So why has 2025 been so bad? Even casual readers here know, as evidenced by our near obsession with a few people in the current administration. I have honestly had to make a concerted effort to avoid writing about RFK Jr., Dr. Makary, Vinay Prasad, and Jay Bhattacharya (my colleagues here have it covered pretty well), in order to have some balance here and continue to tackle some of the more classic topics at SBM. But every week there is some outrage that deserves discussion on SBM. It’s hard to avoid.
We are facing nothing short of the barbarians being inside the gates – the charlatans are in charge of health care at the federal level. RFK Jr. represents much of the very philosophy we are pushing back against – he is not an expert but thinks he knows better, he is a conspiracy theorist, and he buys into all the dubious narratives of the wellness industry. He is blatantly anti-vaccine, despite his coy protestations.
Under his tenure healthcare regulation in the Trump administration has been eviscerated. He is waging war against vaccines, and has gone farther than even we feared. Pandemic preparedness is a joke, and we all have to hope that we are not hit with the next pandemic anytime soon. The CDC, FDA, NIH are all compromised. We can no longer trust their recommendations or rely upon their expertise.
The “Make America Healthy Again” (MAHA) movement is a dream of the wellness and alternative medicine industries. It is a fantasy that flies in the face of a century of medical science and evidence, it is a triumph of narrative over reality. Sure, like much of CAM, there is some basic lifestyle advice thrown in – we didn’t need MAHA to tell us to eat right and exercise regularly. Otherwise they are focusing on the wrong things – we will not make America healthier by banning food dye and reducing access to vaccines.

### Prompt 1:
Please quote the health policy commentary word for word, starting with "Under his tenure" and going on through "upon their expertise.".
### Prompt 2:
In the health policy commentary, why has the writer made a concerted effort to avoid writing about RFK Jr., Dr. Makary, Vinay Prasad, and Jay Bhattacharya? Answer in one to three sentences.
### Prompt 3:
Write what comes next in the health policy commentary, picking up after its final sentence.
The items after the text aren't needed for this work.

### Dataset excerpts:

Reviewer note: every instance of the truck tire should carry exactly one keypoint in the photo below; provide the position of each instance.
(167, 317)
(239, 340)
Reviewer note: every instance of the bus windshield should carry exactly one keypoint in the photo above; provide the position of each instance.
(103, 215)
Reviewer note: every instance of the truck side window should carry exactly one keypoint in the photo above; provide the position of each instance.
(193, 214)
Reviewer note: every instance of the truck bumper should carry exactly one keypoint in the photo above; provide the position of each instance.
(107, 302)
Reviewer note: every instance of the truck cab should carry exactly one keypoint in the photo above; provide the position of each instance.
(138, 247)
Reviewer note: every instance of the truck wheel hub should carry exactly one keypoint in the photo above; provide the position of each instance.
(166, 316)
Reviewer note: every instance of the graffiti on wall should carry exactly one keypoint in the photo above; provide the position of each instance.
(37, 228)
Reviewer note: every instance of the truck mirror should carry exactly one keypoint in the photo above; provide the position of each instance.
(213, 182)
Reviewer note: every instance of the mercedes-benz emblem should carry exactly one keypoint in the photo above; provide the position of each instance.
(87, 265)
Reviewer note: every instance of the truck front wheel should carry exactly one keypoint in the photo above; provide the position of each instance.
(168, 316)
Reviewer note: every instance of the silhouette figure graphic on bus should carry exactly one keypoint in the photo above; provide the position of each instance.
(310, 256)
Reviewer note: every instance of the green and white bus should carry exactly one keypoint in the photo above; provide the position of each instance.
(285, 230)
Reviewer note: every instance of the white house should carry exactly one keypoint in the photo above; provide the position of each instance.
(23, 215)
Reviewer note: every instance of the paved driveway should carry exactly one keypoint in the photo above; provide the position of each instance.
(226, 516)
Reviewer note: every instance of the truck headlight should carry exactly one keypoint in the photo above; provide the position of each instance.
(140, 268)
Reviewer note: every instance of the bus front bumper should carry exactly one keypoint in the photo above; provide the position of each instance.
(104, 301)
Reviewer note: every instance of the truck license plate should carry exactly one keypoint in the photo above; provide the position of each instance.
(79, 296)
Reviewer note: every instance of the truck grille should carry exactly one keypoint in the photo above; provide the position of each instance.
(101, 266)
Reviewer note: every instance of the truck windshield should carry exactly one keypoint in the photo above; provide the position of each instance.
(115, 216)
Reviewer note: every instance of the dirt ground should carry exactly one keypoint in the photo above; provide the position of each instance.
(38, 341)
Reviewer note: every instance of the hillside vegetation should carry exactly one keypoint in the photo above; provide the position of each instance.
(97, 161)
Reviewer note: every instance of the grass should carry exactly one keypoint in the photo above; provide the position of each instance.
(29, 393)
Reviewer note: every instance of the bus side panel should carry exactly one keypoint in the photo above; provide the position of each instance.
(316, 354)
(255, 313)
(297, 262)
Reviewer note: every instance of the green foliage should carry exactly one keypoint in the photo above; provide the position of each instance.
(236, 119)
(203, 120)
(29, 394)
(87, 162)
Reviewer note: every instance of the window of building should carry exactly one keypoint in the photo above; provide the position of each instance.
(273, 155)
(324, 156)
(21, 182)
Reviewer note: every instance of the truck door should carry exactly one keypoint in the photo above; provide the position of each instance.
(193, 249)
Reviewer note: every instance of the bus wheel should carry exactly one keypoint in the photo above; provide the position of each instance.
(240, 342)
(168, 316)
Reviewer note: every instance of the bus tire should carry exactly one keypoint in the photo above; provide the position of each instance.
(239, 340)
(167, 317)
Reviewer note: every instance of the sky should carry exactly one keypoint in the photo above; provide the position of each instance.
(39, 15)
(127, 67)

### Task response 1:
Under his tenure healthcare regulation in the Trump administration has been eviscerated. He is waging war against vaccines, and has gone farther than even we feared. Pandemic preparedness is a joke, and we all have to hope that we are not hit with the next pandemic anytime soon. The CDC, FDA, NIH are all compromised. We can no longer trust their recommendations or rely upon their expertise.

### Task response 2:
The writer avoided those figures to keep some balance and to continue covering some of the more classic topics at SBM. The writer also notes that colleagues have those figures covered pretty well.

### Task response 3:
RFK also makes it hard not to be cynical. He is obsessed with environmental contributions to poor health. Of course, they are real, but he grossly overestimates their role in health and downplays may other legitimate factors. And yet, on the one environmental issue that perhaps has the biggest actual effect on health – pollution from fossil fuels – RFK instantly caved to Trump’s global warming denial and fawning support for the fossil fuel industry. On his second day as HHS secretary he cut NIH programs studying the effects of pollution and climate change on public health. He has pivoted away from his environmentalist roots and refuses to push back against Trump’s climate change denial.
It is scary to think that we potentially have three more years of people like RFK dismantling the institutions of medicine. They weren’t perfect to begin with – medicine is hard, and regulations are complex, but at least there was a steady push for incremental improvements. Now a crank conspiracy theorist is doing his best to tear it all down.
We will get through this, and hopefully the public will gain some insight into what happens when you abandon objective standards for feel-good snake oil. But it remains to be seen how much long term and even permanent damage will be done in the meantime. There will be a death toll attached to RFK’s nonsense (as there already has been), we just don’t know how many zeroes there will be.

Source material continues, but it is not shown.